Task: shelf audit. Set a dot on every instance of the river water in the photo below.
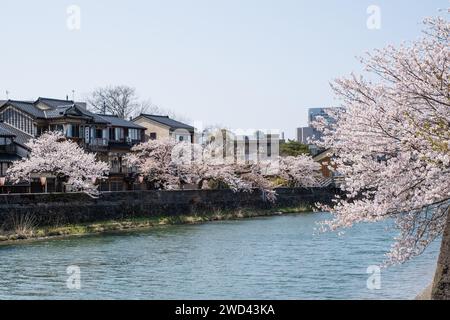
(279, 257)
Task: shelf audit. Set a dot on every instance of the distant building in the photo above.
(108, 136)
(162, 127)
(306, 134)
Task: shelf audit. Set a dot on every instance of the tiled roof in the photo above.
(118, 122)
(55, 113)
(4, 132)
(58, 108)
(27, 107)
(9, 157)
(21, 137)
(165, 120)
(54, 103)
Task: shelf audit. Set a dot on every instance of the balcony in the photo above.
(98, 144)
(8, 149)
(123, 143)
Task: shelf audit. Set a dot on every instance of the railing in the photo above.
(8, 148)
(98, 144)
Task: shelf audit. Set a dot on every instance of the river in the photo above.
(279, 257)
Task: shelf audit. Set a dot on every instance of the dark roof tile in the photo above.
(119, 122)
(165, 120)
(21, 137)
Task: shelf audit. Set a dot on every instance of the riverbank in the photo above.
(26, 230)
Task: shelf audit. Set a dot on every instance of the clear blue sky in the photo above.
(242, 63)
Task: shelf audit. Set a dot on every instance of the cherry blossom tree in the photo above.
(153, 159)
(300, 171)
(169, 165)
(53, 154)
(392, 140)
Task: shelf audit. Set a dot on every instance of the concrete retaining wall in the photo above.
(79, 207)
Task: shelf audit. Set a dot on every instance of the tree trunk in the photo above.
(441, 284)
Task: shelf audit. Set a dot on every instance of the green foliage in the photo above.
(293, 148)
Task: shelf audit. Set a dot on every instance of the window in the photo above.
(133, 134)
(181, 138)
(3, 167)
(57, 127)
(118, 134)
(19, 120)
(98, 133)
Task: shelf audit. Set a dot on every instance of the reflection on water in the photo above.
(267, 258)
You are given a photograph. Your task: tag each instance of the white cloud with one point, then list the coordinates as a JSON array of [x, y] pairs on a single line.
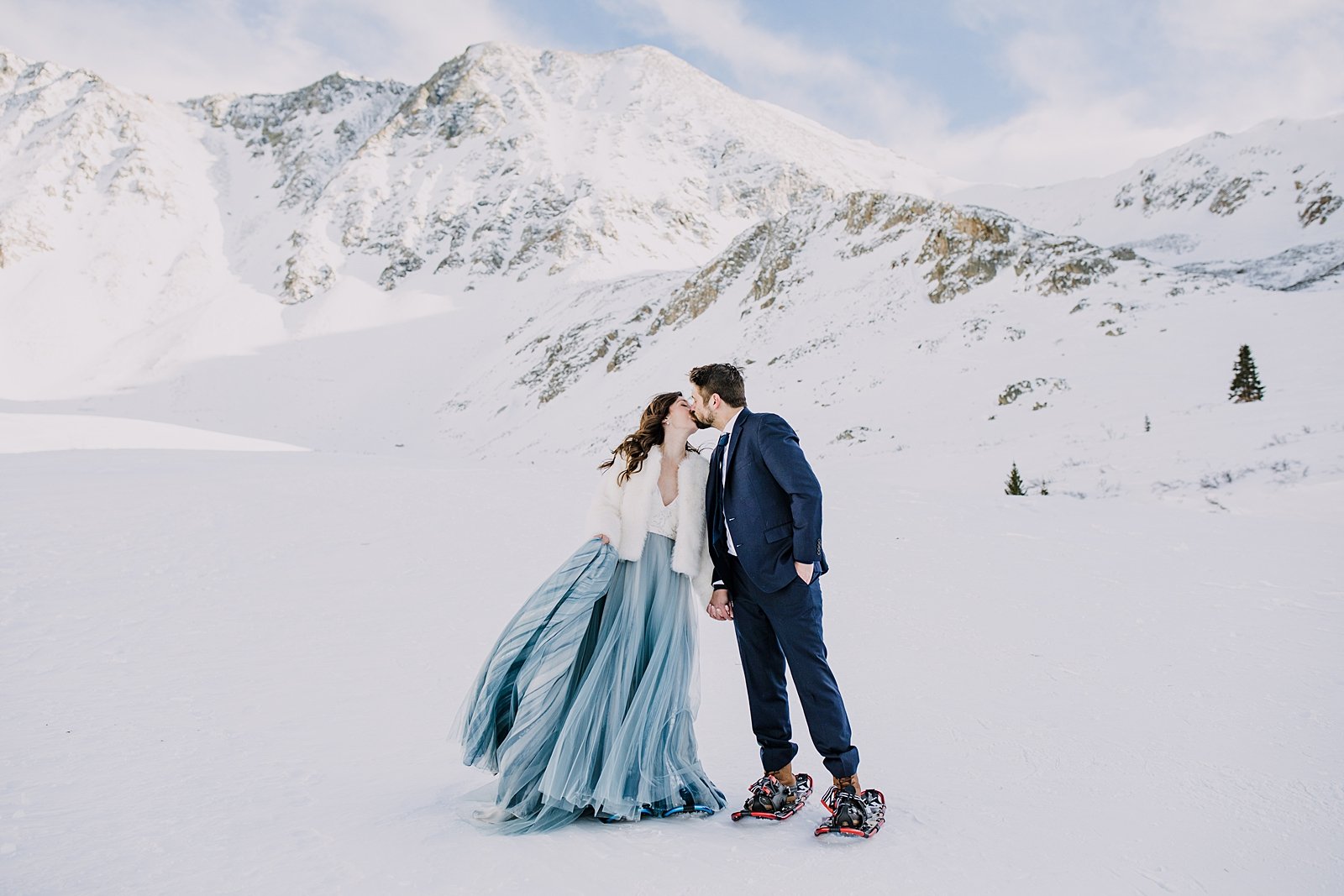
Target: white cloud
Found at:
[[822, 83], [1105, 82], [1109, 83], [181, 50]]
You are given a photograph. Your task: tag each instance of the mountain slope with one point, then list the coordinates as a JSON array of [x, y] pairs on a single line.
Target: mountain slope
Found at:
[[1263, 206]]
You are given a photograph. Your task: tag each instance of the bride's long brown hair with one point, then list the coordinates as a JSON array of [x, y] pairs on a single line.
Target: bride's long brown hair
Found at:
[[636, 445]]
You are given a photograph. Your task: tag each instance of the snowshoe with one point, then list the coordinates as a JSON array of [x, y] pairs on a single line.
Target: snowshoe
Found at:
[[853, 815], [770, 799]]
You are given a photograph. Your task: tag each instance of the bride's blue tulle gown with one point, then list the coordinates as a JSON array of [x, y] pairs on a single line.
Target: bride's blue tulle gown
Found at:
[[585, 701]]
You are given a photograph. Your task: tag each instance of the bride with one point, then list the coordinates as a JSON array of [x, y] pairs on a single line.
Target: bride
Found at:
[[585, 703]]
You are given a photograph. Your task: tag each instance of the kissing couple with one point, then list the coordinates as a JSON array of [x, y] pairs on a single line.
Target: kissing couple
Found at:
[[585, 705]]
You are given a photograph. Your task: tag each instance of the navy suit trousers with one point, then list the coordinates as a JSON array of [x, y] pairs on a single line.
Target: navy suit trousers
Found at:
[[785, 627]]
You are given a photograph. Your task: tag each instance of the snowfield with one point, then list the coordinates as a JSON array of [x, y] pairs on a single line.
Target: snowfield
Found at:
[[302, 394], [235, 672]]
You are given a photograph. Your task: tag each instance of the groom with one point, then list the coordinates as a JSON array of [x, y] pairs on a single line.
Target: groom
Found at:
[[764, 516]]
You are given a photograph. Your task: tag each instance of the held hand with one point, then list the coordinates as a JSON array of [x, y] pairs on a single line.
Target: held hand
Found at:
[[721, 606]]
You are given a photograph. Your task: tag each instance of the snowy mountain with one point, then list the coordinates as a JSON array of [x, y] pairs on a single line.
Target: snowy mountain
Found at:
[[279, 372], [519, 250], [1261, 207]]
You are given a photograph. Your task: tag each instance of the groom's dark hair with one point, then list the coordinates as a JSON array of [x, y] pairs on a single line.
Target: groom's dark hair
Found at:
[[725, 379]]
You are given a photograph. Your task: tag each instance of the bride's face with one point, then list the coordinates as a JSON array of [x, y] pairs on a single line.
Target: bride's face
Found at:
[[679, 417]]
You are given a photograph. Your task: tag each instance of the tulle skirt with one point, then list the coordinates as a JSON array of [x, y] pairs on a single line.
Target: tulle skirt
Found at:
[[588, 699]]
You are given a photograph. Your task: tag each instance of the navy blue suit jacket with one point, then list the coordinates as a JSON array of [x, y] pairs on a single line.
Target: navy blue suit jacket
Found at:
[[772, 501]]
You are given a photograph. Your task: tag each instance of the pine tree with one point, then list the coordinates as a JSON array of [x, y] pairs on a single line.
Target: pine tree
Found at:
[[1247, 385]]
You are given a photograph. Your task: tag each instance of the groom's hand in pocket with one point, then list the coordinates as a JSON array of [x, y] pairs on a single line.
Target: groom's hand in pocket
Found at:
[[721, 606]]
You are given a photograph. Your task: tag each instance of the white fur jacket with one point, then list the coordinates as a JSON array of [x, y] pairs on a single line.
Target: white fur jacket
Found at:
[[622, 513]]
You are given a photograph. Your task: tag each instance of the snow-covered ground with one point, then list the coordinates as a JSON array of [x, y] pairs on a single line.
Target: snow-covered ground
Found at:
[[235, 672]]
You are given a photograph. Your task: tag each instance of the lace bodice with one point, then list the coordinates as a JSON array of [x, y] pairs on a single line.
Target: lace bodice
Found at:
[[663, 520]]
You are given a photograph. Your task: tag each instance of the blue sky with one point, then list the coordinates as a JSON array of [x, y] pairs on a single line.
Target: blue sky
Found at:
[[1023, 92]]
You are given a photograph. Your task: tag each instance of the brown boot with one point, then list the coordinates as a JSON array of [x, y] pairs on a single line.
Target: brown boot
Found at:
[[785, 775], [777, 792], [850, 781]]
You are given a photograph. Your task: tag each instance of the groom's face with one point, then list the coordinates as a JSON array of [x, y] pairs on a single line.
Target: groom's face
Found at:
[[701, 409]]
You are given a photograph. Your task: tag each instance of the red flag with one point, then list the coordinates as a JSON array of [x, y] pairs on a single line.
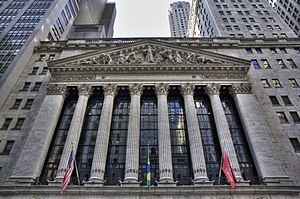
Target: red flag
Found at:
[[68, 174], [228, 171]]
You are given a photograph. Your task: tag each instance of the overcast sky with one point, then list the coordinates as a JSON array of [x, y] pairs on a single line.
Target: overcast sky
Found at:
[[142, 18]]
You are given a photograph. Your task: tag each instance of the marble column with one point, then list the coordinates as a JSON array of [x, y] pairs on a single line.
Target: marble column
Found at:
[[72, 140], [258, 137], [213, 90], [164, 137], [101, 147], [195, 140], [133, 137], [34, 153]]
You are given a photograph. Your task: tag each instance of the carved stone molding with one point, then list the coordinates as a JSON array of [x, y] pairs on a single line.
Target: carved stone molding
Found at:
[[187, 89], [110, 89], [136, 89], [85, 89], [242, 88], [57, 89], [161, 89], [213, 89]]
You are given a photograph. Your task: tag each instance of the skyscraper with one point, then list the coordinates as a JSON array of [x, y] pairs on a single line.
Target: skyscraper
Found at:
[[289, 11], [179, 18]]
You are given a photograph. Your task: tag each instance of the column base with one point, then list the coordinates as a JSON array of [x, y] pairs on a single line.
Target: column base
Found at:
[[94, 182]]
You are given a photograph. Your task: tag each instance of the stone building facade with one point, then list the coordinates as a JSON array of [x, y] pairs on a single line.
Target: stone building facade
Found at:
[[188, 100]]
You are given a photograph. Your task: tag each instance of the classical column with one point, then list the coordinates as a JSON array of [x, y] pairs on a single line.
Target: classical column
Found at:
[[213, 90], [256, 131], [101, 147], [164, 137], [133, 137], [74, 131], [34, 153], [195, 140]]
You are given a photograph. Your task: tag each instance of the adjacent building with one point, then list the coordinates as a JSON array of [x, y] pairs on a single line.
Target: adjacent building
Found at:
[[289, 11], [179, 18]]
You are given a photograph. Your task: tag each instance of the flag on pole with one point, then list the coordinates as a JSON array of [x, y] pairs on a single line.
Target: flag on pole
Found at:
[[68, 174], [148, 171], [227, 169]]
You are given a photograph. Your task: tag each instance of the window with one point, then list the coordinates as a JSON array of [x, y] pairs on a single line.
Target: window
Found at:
[[255, 63], [6, 123], [295, 144], [19, 123], [266, 64], [249, 51], [292, 63], [17, 104], [276, 83], [265, 83], [34, 71], [281, 63], [293, 83], [26, 86], [295, 117], [274, 100], [286, 100], [282, 117], [28, 103], [258, 50], [37, 86], [8, 147]]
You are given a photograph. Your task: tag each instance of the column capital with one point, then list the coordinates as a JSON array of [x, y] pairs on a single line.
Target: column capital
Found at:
[[110, 89], [85, 89], [213, 89], [187, 89], [136, 89], [57, 89], [241, 88], [161, 89]]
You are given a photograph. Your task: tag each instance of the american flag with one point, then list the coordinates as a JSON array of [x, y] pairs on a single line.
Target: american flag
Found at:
[[68, 174]]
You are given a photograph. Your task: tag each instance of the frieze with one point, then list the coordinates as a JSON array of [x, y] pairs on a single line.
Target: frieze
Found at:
[[187, 89]]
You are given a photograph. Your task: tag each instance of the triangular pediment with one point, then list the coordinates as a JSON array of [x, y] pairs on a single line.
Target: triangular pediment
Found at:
[[149, 52]]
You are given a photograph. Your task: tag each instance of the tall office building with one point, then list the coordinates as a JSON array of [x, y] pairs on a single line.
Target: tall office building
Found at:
[[240, 18], [179, 18], [184, 102], [289, 11]]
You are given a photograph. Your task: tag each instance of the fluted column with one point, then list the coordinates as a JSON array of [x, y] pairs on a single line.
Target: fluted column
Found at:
[[213, 90], [133, 137], [35, 150], [164, 137], [74, 131], [195, 140], [270, 169], [101, 147]]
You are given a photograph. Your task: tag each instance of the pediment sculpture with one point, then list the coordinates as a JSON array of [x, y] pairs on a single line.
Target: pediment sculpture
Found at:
[[148, 55]]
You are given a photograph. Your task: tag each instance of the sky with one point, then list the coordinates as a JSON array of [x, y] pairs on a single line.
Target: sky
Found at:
[[142, 18]]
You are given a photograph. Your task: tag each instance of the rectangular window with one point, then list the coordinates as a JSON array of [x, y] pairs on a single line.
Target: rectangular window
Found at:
[[295, 116], [266, 64], [8, 147], [26, 86], [293, 83], [292, 63], [282, 117], [286, 100], [6, 123], [296, 145], [28, 103], [276, 83], [281, 64], [274, 100], [17, 104], [265, 83], [37, 86]]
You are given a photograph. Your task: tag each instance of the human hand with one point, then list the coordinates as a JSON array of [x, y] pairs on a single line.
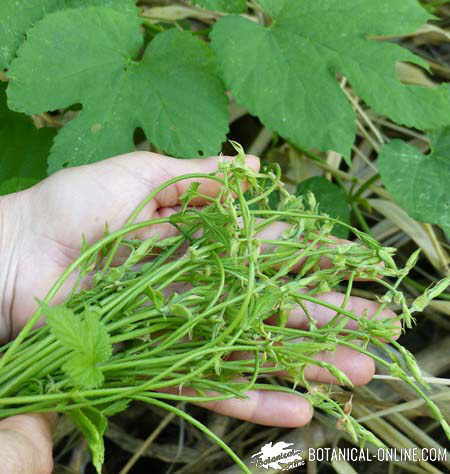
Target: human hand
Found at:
[[41, 235]]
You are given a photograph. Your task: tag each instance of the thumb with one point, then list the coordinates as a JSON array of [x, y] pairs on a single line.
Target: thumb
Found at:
[[156, 169], [26, 445]]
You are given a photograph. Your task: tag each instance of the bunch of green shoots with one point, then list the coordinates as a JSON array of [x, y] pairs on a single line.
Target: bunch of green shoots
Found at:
[[130, 334]]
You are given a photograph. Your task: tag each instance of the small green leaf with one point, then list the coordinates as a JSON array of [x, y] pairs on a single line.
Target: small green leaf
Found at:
[[173, 93], [332, 200], [17, 19], [285, 73], [419, 183], [23, 149], [228, 6], [88, 339], [92, 423], [65, 326]]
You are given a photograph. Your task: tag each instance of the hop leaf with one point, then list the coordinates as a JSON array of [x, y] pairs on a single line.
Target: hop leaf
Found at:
[[173, 93], [88, 340], [286, 73], [15, 22], [23, 149], [419, 183]]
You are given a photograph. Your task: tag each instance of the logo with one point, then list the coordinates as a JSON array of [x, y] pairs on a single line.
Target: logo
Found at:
[[278, 456]]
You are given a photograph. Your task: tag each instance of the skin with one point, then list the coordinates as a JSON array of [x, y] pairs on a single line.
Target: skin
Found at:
[[40, 235]]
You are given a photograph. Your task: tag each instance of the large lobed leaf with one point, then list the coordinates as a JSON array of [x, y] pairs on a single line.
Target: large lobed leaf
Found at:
[[87, 338], [286, 73], [23, 149], [88, 56], [18, 17], [419, 183]]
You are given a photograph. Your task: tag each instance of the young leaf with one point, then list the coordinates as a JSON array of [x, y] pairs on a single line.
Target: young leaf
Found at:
[[173, 93], [286, 73], [419, 183], [229, 6], [88, 339], [23, 149], [17, 19], [92, 423], [331, 199]]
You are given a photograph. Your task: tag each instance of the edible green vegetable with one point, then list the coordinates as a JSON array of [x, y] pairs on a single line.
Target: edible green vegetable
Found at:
[[128, 335]]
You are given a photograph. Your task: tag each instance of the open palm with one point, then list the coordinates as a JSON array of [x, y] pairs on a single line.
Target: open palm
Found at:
[[46, 224]]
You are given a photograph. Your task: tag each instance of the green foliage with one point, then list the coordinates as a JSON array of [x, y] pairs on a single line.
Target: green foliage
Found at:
[[88, 340], [173, 87], [229, 6], [420, 183], [17, 21], [331, 199], [286, 73], [187, 338], [23, 149], [92, 423]]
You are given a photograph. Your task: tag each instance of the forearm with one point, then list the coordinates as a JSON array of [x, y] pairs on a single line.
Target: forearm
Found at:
[[11, 235]]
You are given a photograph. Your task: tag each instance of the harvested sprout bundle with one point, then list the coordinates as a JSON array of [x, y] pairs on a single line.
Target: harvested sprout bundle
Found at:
[[128, 335]]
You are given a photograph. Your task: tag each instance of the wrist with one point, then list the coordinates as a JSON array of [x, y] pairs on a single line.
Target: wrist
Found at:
[[11, 240]]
------------------------------
_TASK TO CARRY OUT_: Quote exactly every line from the one containing "green foliage with" down to the one containing "149], [92, 423]]", including both of those lines.

_EXPECTED OUTPUT_:
You are given a photograph. Your task: tag each instance of the green foliage with one point, then list the coordinates as a JSON array of [x, y] pairs on a single line.
Target: green foliage
Found at:
[[88, 340], [173, 87], [229, 6], [420, 183], [17, 21], [331, 199], [286, 73], [187, 338], [23, 149], [92, 423]]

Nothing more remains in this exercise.